(begin)
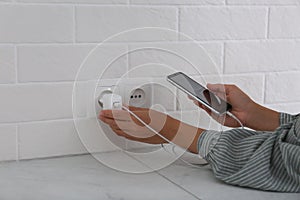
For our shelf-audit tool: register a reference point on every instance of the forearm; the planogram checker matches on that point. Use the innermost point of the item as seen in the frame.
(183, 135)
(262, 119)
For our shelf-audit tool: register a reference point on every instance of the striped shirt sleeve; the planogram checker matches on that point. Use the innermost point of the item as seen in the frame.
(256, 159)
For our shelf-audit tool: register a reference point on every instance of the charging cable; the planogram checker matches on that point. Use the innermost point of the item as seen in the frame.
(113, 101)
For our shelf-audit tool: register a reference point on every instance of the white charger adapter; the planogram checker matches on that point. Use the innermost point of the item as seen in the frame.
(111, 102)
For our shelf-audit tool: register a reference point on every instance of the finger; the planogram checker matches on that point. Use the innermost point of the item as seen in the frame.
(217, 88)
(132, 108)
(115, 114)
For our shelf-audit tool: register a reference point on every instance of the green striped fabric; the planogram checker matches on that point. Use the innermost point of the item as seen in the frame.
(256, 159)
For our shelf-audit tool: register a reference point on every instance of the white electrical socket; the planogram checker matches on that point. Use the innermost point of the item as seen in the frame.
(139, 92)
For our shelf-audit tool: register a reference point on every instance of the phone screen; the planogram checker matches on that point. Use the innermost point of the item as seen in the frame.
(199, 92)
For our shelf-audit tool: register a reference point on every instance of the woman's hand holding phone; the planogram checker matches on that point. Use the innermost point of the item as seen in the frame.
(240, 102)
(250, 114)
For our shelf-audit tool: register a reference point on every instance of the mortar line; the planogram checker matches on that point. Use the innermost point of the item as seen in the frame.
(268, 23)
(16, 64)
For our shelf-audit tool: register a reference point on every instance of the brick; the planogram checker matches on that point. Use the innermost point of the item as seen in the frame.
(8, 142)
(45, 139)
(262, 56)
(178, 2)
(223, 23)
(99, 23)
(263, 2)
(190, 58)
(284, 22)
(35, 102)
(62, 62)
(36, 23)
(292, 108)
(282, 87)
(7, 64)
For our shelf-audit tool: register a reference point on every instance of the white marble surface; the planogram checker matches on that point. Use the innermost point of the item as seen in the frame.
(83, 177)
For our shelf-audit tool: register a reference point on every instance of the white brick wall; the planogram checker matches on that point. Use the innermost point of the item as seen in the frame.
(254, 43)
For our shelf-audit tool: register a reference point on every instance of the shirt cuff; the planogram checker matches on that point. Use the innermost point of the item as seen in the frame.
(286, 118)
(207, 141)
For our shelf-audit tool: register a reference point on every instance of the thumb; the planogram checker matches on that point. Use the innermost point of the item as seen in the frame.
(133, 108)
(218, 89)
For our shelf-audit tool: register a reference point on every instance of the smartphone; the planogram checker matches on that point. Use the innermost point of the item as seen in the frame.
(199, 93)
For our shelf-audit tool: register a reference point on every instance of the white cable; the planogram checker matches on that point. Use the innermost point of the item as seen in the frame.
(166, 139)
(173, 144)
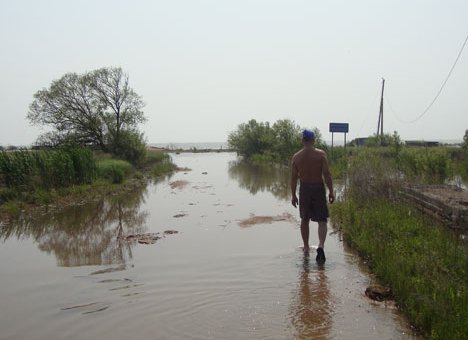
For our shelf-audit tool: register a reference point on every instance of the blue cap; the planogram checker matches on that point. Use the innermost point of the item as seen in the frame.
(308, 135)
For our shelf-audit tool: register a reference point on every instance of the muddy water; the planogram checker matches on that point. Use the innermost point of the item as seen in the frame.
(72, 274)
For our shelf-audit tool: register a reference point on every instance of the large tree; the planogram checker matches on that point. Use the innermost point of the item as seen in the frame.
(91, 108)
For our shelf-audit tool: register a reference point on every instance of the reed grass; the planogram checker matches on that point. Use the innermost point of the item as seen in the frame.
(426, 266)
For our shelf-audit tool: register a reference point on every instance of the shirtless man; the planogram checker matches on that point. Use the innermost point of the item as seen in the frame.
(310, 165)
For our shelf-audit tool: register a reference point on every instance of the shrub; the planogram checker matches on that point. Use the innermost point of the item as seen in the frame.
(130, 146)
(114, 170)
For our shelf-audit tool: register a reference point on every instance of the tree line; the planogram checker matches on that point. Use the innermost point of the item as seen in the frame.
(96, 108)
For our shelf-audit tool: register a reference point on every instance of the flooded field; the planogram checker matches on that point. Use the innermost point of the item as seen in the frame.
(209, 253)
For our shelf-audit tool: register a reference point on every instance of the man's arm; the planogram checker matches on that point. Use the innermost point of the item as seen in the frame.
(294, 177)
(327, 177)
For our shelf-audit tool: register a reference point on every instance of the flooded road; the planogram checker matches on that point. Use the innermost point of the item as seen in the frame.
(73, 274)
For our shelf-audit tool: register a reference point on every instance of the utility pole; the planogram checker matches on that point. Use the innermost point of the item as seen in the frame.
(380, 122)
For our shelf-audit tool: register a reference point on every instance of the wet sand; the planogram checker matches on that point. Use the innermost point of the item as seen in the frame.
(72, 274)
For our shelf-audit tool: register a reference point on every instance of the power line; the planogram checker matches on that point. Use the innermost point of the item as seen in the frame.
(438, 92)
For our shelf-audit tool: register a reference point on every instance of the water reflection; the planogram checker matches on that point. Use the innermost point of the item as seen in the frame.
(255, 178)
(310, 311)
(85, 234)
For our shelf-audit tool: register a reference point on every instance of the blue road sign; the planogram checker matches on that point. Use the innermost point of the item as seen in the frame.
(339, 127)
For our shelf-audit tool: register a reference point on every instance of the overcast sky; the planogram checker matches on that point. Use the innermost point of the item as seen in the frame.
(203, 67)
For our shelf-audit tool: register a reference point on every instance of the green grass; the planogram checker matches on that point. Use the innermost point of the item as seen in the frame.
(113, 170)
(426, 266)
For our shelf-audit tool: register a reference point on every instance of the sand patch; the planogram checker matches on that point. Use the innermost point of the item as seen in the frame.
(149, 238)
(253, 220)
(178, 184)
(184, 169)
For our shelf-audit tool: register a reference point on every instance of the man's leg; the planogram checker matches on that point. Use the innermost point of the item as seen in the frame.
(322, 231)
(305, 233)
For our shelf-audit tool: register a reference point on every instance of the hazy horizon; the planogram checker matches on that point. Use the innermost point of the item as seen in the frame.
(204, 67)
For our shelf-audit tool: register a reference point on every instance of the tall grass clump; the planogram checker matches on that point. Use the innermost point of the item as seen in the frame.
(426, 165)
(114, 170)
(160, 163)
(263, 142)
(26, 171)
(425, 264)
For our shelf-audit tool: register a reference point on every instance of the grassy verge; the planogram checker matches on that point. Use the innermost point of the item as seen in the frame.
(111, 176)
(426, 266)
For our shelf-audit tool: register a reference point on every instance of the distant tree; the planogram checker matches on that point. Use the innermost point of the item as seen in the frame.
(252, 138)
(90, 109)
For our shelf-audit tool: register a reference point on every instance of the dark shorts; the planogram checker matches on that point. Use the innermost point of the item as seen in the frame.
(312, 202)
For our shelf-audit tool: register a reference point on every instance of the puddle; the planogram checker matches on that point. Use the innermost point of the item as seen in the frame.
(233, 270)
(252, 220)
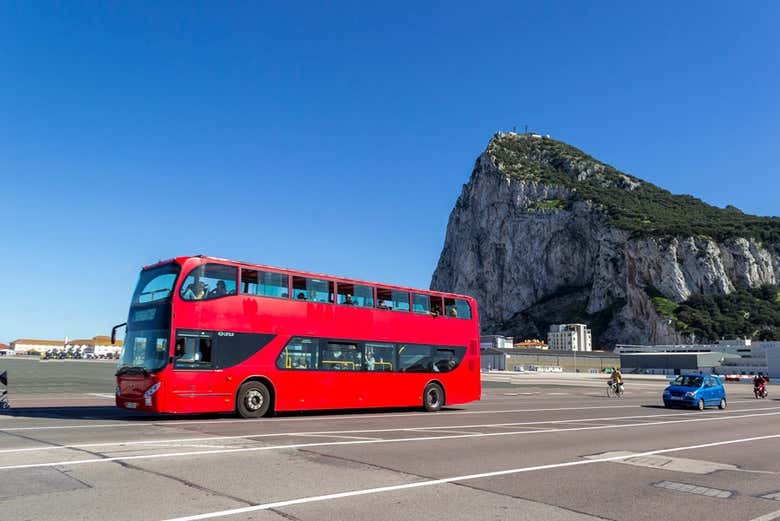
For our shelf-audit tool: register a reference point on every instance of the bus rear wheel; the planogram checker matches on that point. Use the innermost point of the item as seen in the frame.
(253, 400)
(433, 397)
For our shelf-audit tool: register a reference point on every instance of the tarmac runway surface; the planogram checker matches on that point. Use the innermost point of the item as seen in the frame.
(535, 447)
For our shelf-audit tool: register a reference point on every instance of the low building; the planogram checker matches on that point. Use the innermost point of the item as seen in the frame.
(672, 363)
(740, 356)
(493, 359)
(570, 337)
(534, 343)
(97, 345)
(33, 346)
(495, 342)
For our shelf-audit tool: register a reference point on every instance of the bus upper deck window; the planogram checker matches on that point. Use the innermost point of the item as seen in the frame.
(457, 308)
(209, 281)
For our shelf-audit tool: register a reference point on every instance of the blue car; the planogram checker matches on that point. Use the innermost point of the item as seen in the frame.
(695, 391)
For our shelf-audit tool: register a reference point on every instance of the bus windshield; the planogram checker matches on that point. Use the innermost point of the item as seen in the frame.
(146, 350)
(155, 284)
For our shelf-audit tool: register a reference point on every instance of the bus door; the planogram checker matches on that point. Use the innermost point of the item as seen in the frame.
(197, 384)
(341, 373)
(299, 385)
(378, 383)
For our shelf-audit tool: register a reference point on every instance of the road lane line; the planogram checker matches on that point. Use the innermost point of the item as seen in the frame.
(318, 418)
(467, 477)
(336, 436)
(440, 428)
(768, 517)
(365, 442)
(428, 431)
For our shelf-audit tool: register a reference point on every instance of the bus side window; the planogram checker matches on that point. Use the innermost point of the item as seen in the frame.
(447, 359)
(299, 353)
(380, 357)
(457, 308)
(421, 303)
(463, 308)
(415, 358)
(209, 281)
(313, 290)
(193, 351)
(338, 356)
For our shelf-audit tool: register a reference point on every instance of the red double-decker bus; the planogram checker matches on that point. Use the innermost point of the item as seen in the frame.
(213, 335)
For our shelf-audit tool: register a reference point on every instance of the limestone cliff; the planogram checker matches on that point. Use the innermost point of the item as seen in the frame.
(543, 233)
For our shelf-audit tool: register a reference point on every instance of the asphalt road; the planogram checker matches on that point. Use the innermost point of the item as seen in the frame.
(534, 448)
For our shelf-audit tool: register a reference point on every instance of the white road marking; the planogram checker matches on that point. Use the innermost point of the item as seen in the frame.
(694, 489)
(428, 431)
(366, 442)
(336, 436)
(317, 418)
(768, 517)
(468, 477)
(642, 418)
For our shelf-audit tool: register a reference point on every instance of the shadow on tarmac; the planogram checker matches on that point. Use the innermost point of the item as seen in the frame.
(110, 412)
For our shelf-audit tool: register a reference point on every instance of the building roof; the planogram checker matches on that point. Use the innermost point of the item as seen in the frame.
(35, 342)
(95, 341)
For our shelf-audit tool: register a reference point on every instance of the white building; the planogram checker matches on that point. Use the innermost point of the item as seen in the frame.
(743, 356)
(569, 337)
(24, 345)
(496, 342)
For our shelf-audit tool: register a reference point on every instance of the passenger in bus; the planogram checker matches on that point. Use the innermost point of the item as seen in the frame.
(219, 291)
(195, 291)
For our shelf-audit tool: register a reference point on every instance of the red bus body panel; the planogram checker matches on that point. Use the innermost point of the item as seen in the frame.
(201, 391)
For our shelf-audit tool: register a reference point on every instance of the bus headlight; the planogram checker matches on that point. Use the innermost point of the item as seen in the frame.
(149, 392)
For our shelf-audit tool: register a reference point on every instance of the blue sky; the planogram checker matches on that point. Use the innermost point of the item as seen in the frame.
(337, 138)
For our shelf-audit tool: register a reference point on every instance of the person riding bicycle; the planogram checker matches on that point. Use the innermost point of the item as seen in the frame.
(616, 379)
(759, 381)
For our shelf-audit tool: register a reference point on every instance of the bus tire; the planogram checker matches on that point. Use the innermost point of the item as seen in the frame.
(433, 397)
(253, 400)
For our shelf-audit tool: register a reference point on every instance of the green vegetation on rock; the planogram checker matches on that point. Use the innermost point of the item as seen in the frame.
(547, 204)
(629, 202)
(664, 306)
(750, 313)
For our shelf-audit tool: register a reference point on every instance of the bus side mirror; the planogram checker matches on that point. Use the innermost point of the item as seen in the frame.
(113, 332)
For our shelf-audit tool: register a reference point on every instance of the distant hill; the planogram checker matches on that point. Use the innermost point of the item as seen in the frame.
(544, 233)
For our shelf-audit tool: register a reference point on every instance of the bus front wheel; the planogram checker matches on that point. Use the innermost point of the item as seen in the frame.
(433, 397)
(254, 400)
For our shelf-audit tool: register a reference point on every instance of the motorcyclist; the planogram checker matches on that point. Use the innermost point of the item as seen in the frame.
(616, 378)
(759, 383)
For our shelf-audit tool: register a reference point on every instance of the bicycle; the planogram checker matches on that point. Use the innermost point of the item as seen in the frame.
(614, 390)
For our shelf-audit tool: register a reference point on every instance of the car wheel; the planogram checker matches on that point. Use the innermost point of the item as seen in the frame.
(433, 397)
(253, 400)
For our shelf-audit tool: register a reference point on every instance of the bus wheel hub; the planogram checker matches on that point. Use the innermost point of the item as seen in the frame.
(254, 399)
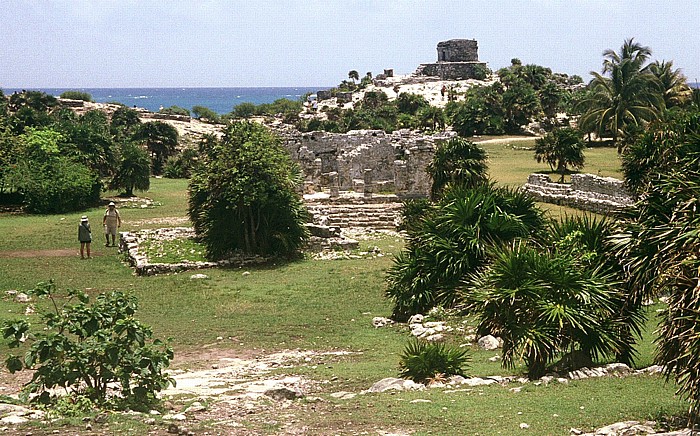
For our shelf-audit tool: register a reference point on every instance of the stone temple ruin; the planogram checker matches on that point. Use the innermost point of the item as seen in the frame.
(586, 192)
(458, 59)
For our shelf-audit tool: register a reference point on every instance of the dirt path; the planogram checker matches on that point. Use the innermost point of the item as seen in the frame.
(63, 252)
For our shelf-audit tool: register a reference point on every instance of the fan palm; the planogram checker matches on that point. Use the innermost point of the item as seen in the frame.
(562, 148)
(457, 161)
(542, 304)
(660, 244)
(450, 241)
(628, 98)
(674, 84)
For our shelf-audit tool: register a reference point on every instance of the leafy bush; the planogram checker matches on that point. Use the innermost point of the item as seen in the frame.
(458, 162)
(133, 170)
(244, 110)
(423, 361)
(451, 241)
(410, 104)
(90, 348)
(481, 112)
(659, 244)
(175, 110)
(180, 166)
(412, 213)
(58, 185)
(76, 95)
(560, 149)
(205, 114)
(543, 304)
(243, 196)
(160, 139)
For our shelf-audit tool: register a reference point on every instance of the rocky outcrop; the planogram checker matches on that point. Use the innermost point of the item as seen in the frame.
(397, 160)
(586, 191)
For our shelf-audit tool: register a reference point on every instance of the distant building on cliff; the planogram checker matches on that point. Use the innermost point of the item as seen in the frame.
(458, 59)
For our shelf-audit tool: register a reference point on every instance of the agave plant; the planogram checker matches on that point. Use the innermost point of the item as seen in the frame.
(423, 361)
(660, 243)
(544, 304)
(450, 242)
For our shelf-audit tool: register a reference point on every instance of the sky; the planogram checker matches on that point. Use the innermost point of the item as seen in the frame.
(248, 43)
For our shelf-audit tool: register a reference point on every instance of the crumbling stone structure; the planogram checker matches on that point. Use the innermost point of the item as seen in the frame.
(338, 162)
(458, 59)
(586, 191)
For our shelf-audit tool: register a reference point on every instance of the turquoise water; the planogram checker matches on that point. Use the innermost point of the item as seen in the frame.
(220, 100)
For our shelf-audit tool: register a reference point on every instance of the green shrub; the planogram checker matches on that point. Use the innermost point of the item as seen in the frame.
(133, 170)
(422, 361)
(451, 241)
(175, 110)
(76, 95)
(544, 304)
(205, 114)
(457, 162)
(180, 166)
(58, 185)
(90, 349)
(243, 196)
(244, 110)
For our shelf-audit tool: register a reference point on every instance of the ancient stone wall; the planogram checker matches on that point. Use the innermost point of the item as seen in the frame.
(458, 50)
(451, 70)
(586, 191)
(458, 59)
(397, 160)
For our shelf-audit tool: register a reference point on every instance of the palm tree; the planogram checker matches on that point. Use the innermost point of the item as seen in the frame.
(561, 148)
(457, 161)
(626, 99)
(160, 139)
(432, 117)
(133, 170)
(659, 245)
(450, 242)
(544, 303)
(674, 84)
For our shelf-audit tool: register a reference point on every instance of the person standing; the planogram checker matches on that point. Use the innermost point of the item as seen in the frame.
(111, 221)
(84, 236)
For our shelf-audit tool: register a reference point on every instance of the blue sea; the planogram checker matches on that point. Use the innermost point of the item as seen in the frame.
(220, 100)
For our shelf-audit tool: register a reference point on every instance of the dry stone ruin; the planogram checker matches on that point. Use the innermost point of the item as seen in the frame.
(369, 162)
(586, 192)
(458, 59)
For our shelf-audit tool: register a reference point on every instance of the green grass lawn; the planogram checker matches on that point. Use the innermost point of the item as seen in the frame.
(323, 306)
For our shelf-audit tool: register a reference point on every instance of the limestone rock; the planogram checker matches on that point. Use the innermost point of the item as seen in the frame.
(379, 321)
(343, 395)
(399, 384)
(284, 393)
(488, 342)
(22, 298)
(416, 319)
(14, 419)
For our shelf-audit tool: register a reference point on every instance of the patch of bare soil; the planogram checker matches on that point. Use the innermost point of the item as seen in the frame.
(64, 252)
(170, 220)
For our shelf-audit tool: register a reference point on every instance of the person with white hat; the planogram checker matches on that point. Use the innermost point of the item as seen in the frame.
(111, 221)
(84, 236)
(end)
Set down only these lines, exactly: the line containing "of the patch" and each line after it, through the end of the listing.

For our shelf-audit tool: register a reference point on every instance of the patch of bare soil; the planogram checker matches on that point. Use the innermost point of the item as seen in the frame.
(64, 252)
(170, 220)
For our shelf-audit tool: register a reference point on every instance of the person with white hat; the planogram checker matches on that point. Use the innermost point of the item as seen in the frame.
(111, 221)
(84, 236)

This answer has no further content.